[Task input]
begin

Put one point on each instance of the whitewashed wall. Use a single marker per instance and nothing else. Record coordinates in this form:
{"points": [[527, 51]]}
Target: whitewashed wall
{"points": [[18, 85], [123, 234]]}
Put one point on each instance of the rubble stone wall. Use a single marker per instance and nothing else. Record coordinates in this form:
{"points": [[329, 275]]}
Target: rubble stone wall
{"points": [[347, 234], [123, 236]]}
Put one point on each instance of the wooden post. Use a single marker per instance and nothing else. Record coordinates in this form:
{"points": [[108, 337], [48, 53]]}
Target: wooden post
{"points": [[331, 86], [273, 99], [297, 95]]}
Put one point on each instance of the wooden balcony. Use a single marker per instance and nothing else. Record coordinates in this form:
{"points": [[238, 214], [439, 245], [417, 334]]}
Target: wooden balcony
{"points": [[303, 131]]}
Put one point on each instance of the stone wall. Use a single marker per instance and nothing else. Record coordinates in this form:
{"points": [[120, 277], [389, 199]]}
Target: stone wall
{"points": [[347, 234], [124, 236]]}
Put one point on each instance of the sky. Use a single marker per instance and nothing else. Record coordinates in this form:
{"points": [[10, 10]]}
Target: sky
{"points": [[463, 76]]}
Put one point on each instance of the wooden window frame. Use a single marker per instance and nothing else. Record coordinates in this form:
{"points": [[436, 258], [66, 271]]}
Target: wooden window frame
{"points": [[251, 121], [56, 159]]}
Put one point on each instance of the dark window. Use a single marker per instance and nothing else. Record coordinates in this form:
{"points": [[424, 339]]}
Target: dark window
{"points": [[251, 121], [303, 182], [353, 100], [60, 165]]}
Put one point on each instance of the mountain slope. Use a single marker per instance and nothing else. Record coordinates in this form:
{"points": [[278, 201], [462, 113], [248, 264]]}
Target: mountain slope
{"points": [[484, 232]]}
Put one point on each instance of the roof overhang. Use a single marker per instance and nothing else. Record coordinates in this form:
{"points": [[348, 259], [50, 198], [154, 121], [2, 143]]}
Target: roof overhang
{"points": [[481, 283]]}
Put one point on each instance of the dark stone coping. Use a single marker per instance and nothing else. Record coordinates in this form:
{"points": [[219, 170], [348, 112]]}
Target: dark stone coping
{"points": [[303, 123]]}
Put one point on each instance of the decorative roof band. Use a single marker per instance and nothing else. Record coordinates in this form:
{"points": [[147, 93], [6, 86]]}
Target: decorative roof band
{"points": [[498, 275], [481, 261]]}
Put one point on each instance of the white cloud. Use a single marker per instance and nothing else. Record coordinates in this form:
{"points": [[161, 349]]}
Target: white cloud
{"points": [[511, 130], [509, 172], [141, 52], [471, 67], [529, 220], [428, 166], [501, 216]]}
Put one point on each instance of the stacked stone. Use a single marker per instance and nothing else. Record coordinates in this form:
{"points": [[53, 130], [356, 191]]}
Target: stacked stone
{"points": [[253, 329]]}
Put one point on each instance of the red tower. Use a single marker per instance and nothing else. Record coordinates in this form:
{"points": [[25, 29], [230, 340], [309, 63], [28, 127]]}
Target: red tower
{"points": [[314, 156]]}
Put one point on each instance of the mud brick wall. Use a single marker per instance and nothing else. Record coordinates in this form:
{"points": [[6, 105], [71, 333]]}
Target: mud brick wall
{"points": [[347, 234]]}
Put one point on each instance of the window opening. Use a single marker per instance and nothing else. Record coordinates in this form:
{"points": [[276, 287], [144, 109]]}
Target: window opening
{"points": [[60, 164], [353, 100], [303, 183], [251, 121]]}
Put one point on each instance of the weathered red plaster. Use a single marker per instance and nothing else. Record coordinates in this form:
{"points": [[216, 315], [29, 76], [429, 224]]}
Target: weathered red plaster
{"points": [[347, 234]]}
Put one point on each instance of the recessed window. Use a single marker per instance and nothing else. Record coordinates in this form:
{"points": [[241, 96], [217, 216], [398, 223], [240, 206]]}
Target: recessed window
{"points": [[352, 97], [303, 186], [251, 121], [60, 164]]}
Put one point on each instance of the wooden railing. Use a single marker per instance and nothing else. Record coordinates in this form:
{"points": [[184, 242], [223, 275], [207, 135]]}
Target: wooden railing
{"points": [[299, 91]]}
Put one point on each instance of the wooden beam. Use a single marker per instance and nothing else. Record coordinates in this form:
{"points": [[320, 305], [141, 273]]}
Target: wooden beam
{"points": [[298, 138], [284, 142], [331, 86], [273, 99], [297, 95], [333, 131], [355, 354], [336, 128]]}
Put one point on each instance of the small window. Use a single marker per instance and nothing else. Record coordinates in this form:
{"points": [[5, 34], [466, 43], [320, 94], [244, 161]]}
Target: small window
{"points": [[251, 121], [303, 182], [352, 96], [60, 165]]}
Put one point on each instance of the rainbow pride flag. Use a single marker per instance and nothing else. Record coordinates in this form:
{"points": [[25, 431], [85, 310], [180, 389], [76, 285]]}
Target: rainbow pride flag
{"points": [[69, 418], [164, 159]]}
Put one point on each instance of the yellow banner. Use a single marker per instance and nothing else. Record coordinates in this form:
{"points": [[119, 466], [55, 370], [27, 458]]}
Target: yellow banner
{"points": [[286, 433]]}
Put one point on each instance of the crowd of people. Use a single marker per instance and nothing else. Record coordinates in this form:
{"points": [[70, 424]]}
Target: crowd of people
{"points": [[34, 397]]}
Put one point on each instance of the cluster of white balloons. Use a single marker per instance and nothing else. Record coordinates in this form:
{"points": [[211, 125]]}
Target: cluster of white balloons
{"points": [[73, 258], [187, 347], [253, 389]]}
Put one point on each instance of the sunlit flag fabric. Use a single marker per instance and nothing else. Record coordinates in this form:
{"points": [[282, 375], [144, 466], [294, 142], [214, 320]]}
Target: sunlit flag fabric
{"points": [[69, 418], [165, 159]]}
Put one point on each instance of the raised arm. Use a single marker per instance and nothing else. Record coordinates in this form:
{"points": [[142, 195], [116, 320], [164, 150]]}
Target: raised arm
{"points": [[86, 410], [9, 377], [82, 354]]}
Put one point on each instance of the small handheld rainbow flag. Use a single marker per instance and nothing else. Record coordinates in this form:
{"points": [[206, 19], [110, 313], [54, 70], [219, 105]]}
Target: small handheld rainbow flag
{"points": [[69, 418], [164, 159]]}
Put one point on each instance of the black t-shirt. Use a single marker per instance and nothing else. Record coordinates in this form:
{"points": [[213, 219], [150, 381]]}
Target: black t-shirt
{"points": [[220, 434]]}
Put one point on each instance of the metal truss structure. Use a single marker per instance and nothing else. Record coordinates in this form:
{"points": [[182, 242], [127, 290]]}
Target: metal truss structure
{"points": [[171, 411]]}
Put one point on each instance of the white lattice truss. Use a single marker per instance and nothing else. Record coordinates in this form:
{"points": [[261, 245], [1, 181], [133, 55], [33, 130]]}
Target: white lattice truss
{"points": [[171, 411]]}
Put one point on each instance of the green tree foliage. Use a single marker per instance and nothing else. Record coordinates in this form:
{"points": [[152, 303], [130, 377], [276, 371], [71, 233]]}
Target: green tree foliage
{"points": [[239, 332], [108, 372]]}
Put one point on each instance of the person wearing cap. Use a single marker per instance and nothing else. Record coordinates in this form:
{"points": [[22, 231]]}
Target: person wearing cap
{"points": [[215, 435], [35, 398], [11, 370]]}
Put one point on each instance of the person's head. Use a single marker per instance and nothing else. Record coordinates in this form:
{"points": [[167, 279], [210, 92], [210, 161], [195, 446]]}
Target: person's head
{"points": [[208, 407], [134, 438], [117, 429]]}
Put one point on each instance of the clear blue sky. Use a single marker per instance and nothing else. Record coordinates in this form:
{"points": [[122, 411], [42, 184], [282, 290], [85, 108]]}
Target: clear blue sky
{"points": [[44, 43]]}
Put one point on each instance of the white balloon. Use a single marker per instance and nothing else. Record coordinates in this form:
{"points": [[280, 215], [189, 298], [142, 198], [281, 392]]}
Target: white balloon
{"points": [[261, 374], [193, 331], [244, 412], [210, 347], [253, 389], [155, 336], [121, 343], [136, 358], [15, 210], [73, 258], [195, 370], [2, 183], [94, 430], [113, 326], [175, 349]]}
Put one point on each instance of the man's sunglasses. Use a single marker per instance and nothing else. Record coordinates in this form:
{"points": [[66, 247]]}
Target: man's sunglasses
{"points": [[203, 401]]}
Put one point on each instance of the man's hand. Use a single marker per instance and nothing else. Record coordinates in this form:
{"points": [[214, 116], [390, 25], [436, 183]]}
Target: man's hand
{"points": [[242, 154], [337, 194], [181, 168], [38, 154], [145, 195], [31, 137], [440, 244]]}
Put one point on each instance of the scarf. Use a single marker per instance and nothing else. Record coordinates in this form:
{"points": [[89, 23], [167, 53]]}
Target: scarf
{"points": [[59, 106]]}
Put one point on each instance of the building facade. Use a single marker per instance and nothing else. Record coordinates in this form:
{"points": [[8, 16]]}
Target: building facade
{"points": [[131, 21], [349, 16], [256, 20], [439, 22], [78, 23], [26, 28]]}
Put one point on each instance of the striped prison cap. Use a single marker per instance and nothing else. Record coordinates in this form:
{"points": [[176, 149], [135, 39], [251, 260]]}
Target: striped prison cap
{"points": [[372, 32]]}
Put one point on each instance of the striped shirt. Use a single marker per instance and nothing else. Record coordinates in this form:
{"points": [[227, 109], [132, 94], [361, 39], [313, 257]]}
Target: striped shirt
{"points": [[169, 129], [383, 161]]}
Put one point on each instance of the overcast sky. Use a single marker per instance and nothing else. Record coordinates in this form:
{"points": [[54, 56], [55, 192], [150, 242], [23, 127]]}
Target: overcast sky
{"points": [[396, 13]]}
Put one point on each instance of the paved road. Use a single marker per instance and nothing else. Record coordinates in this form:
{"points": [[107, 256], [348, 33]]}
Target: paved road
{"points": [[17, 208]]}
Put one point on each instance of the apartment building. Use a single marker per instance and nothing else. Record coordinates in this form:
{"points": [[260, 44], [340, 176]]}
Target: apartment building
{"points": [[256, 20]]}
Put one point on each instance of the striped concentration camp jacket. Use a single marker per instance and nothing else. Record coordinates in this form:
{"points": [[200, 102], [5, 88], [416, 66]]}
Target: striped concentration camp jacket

end

[Directions for this task] Reproduce, exactly and with nothing added, the lines from the one that includes "Put one point on each instance of the paved" through the last line of the material.

[Answer to the problem]
Put one point on each instance of the paved road. Use a single marker per instance and nothing else. Record coordinates in this form:
{"points": [[107, 256], [348, 33]]}
Target: paved road
{"points": [[17, 208]]}
Put one point on each instance of the apartment building. Use a single marker per instance and nothing else. Record coordinates in this form:
{"points": [[260, 44], [340, 176]]}
Target: apartment building
{"points": [[256, 20]]}
Put one point on each instance of the striped concentration camp jacket. Use a single marker per instance and nothing else. Record coordinates in this form:
{"points": [[200, 102], [5, 88], [416, 66]]}
Target: striped concentration camp jacket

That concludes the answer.